**Instruction 1**
From the toast memoir, list each kind of toast the writer recalls eating over the years.
**Instruction 2**
Write the next part of the toast memoir, picking up after its final paragraph.

**Given passage**

The art of toast: a memoir

We recently made a switch at my apartment, a big switch. We went from conventional pop-up toaster to toaster oven. Now the toast comes out hot through and through. Hot and dry.

The shit pops out hot as a cracker and dry as a mother. All the more ready to butter, I know, but my fingertips are now calloused from all this handling of hot food product.

The old toaster was a typically temperamental Fred Meyer Everyday (inexpensive) Living product. Sometimes it would burn the toast, other times it would pop it out limp and undone. No worries now – everything comes out crisp and tasty to perfection, if not a bit too dry, when the oven lets out its steady, little beep, beep.

My history with toast goes back years. My first and perhaps fondest memories are of perfectly toasted white in an elderly relative’s kitchen. It was a light golden brown, with butter coverage from enriched crust to enriched crust. The salty sweetness sat on my tongue like a sponge, mingling with my saliva until I began my nimble, amiable process of chewing what I truly believed to be a good friend.

Later my favorite became cinnamon swirl toast. This I will always equate with the kitchen of my grandparent’s split-level duplex. I will always remember that perfect blend of cinnamon and sugar in my mouth as I looked into the woods out in back of their subdivision.

That brings me to the old-fashioned, homemade cinnamon toast: buttered toast sprinkled with a cinnamon/sugar mixture. The trick was to get the right ratio of sugar to cinnamon – or cinnamon to sugar, I’m not sure which it is. Too much cinnamon and the mixture was powder-dry and pungent in my mouth, while too much sugar left me crunching the sandy white stuff into my molars where it dissolved into the enamel.

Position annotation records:
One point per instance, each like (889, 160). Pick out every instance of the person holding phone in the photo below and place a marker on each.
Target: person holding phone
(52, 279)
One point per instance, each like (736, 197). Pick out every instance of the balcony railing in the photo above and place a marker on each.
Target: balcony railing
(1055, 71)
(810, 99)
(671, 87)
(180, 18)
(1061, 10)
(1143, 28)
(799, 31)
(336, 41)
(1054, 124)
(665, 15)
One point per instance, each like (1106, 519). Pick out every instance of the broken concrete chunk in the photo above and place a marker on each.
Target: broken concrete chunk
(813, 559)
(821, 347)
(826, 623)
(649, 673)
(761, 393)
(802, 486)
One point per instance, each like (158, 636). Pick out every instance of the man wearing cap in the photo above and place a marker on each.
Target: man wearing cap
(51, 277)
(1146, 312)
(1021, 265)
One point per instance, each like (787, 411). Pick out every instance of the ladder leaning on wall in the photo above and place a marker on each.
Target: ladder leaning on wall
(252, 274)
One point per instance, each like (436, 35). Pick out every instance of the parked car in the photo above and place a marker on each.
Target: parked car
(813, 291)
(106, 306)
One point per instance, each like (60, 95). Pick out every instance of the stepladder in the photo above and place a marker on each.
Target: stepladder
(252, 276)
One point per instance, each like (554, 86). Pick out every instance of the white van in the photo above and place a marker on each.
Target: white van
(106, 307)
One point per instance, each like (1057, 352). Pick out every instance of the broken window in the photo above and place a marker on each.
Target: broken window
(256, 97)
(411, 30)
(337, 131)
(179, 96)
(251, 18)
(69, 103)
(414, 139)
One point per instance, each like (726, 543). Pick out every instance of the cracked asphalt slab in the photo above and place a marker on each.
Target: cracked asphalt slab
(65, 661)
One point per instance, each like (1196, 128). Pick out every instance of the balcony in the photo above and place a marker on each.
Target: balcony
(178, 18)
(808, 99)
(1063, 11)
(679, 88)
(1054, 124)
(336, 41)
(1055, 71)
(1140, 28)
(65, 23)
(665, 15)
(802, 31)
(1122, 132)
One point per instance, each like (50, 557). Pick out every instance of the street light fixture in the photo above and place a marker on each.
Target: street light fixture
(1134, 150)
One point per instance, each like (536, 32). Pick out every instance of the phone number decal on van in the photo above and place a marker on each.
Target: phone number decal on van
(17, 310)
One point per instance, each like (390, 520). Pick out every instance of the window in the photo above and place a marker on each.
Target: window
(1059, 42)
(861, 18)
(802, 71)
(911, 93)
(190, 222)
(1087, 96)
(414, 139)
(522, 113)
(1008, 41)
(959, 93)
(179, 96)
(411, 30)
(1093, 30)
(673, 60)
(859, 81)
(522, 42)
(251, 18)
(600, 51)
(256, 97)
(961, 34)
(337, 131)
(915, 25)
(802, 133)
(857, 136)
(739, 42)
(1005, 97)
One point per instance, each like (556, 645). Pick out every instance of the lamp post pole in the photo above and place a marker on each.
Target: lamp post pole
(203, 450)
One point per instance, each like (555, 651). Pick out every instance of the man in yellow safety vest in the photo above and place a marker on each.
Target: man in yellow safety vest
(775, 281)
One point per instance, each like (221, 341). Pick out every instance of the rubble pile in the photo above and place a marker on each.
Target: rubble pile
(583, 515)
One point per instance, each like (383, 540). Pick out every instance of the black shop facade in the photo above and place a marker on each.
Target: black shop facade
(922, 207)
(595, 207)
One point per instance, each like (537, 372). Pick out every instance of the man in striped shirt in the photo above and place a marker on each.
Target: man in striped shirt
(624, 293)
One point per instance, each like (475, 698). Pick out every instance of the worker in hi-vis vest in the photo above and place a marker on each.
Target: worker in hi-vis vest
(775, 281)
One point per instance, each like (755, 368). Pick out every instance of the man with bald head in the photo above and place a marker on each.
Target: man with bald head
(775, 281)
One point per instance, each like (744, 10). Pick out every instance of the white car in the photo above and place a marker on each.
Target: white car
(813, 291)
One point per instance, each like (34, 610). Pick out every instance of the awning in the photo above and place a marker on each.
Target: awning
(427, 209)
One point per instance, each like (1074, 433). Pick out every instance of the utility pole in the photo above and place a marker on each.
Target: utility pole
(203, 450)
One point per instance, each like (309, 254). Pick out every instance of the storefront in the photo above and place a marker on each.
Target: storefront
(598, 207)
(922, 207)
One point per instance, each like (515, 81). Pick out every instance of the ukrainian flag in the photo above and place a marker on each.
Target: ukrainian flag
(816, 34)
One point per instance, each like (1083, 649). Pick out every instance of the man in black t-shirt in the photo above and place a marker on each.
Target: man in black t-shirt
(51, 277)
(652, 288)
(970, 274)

**Exercise answer 1**
- Buttered white toast, lightly browned, from an elderly relative's kitchen
- Cinnamon swirl toast, from the grandparents' split-level duplex
- Old-fashioned homemade cinnamon toast: buttered toast sprinkled with a cinnamon/sugar mixture

**Exercise answer 2**
Peanut butter on whole wheat bread was my departed grandfather’s favorite. The challenge there was to get enough peanut butter to lend some weight to the snack, but not so much as to render my mouth little more than a manually-driven cement mixer.

Suffice it to say, I love toast. Here are two toast truisms: Marmelade is underrated, and raspberry seeds get stuck in your teeth

About seven years ago a friend and I were on a crazy sourdough toast binge. We would buy these awesome extra-sour round loaves and hang out in the kitchen all day smoking tough and taking turns popping bread into the oven, left ajar and set to “broil.” (We were, sadly, sans toaster.)

However, the greatest legacy of this era was that of the wondrous “toaststick.” No more than a simple stick of butter, the toaststick was our designated, utensil-free method of buttering toast; cradling one end of the butter stick in you palm, simply unwrap the exposed end, pick up the toast with your free hand, and rub. The butter easily and without protest allowed itself to be slathered directly onto the hot piece of freshly-toasted bread. Those were the days. Next week:Coffee!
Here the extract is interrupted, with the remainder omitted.